## Trecho da página:
As coisas estavam melhorando, mas também
havia fragilidades significativas. Em muitos países, a inflação ainda não está
de volta à meta de maneira firme. De modo geral, os níveis de dívida pública e
déficits estão elevados, em grande parte como resultado das iniciativas para
mitigar choques anteriores. As taxas de juros também estão em níveis elevados.
Por conseguinte, hoje é muito mais difícil usar a política fiscal ou a
monetária para amortecer os golpes. Não é nenhuma surpresa que as previsões de
crescimento estejam sendo rebaixadas. Também não é de surpreender que Trump
esteja em guerra com Jerome Powell, do Federal Reserve. Este último está certo
em resistir. Lembro-me de como os ciclos de inflação dos anos 1970 foram
devastadores para a confiança. Não precisamos de repetições em nossa frágil
economia mundial.
O FMI também explica como tarifas elevadas
funcionam como um choque de oferta para aqueles que as impõem, o que reduz a
produtividade e aumenta os custos unitários. Os que são atingidos se veem
diante de um choque de demanda negativa, à medida que a demanda por exportações
diminui e pressiona os preços para baixo. Segundo o WEO, “em ambos os casos, a
incerteza comercial acrescenta uma camada de choque de demanda, já que a reação
de empresas e famílias é adiar investimentos e gastos, e esse efeito pode ser amplificado
por condições financeiras mais restritivas e maior volatilidade da taxa de
câmbio”.
A “previsão de referência” do relatório do
FMI se baseia em medidas anunciadas em 4 de abril e diz: “O crescimento mundial
deve se enquadrar nesta opção, de estimados 3,3% em 2024 para 2,8% em 2025,
antes de se recuperar para 3% em 2026. Isso está abaixo das projeções incluídas
na Atualização do WEO de janeiro de 2025, em 0,5 ponto porcentual para 2025 e
0,3 ponto porcentual para 2026, com revisões para baixo no que se refere a
quase todos os países”.
Essa previsão omite o impacto das mudanças
ocorridas depois de 4 de abril. Em 9 de abril, por exemplo, Trump suspendeu por
90 dias as tarifas mais altas para muitos países. Ao mesmo tempo, ele aumentou
as tarifas sobre produtos chineses e manteve a tarifa mínima de 10% para todos
os países. A China voltou a contra-atacar. Dois dias depois, os EUA anunciaram
uma isenção para muitos aparelhos eletrônicos. A China aumentou as tarifas
sobre produtos americanos mais uma vez em 12 de abril. Em 14 de abril - a data
limite para o WEO, segundo o próprio relatório - “a tarifa efetiva dos EUA
sobre produtos chineses era de 115%, enquanto a imposta pela China aos produtos
americanos era de 146%, e a tarifa efetiva dos EUA sobre o mundo como um todo
era de cerca de 25%, um salto em comparação com os 3% de janeiro de 2025”.

## Itens exibidos:
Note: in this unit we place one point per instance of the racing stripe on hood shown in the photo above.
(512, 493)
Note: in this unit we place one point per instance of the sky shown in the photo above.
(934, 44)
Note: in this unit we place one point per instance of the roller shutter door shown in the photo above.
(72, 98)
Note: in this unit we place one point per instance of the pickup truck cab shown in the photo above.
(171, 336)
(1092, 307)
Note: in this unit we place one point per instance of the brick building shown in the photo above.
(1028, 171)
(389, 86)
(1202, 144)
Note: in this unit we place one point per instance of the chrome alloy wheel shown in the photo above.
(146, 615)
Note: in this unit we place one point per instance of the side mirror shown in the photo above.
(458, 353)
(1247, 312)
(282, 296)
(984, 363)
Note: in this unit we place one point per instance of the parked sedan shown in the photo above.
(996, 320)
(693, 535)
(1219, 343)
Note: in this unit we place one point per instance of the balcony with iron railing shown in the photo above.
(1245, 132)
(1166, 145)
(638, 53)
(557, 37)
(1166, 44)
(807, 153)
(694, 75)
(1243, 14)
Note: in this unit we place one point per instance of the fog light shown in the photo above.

...

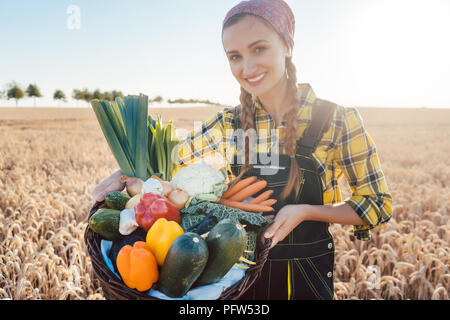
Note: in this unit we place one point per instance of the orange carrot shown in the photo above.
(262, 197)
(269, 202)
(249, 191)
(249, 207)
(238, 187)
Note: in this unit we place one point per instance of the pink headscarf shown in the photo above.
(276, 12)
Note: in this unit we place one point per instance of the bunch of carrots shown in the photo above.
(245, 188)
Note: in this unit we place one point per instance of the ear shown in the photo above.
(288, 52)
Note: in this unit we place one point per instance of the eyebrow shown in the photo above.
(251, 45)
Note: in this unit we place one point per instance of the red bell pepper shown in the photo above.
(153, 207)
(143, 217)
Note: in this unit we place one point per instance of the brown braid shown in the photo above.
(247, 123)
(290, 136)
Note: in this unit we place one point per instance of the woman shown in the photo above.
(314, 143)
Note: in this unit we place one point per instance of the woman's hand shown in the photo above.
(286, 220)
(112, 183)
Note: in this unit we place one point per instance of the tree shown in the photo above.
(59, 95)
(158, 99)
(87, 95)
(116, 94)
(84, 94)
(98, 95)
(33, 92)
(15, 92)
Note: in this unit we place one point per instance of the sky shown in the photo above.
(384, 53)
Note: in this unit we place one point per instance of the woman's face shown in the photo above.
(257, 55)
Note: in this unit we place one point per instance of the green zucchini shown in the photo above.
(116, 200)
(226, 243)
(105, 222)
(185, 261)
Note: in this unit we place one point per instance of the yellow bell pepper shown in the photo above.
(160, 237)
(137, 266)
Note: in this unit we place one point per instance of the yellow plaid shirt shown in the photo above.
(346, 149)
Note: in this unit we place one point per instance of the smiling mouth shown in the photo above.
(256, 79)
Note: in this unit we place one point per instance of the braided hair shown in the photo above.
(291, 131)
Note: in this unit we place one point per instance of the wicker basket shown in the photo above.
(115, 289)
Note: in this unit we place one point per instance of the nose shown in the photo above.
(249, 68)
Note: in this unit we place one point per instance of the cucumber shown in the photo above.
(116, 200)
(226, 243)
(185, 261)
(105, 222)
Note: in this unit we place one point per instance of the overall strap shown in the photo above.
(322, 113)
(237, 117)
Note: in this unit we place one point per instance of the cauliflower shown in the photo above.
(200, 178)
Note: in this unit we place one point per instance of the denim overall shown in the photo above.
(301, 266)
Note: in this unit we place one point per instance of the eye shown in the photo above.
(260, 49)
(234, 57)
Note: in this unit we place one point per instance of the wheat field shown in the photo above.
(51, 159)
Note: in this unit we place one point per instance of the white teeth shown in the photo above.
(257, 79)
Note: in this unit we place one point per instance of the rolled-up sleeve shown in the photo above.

* * *

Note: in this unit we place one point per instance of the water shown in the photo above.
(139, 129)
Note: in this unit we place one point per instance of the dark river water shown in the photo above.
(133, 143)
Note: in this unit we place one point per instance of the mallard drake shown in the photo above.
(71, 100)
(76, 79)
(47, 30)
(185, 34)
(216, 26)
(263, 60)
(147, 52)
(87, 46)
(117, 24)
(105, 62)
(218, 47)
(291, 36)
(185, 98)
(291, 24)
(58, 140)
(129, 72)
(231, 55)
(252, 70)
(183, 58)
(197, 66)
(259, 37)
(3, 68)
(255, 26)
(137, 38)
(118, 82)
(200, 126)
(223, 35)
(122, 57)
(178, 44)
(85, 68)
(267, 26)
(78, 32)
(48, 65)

## Tarefas:
[a] Liste todas as datas do mês de abril que aparecem no trecho da página, sem repetições.
[b] Reescreva em forma de lista, mantendo os fatos principais, o parágrafo do trecho da página que começa com "Essa previsão omite o impacto".
[c] Reproduza o trecho da página a partir de "As coisas estavam" até "em níveis elevados.", incluindo essas palavras.

## Soluções por tarefa:
[a]
- 4 de abril
- 9 de abril
- 12 de abril
- 14 de abril

[b]
- A previsão não considera as mudanças ocorridas depois de 4 de abril.
- Em 9 de abril, Trump suspendeu por 90 dias as tarifas mais altas para muitos países, aumentou as tarifas sobre produtos chineses e manteve a tarifa mínima de 10% para todos os países.
- A China voltou a contra-atacar.
- Dois dias depois, os EUA anunciaram isenção para muitos aparelhos eletrônicos.
- Em 12 de abril, a China aumentou mais uma vez as tarifas sobre produtos americanos.
- Em 14 de abril, data limite para o WEO, a tarifa efetiva dos EUA sobre produtos chineses era de 115%, e a da China sobre produtos americanos era de 146%. A tarifa efetiva dos EUA sobre o mundo era de cerca de 25%, ante 3% em janeiro de 2025.

[c]
As coisas estavam melhorando, mas também
havia fragilidades significativas. Em muitos países, a inflação ainda não está
de volta à meta de maneira firme. De modo geral, os níveis de dívida pública e
déficits estão elevados, em grande parte como resultado das iniciativas para
mitigar choques anteriores. As taxas de juros também estão em níveis elevados.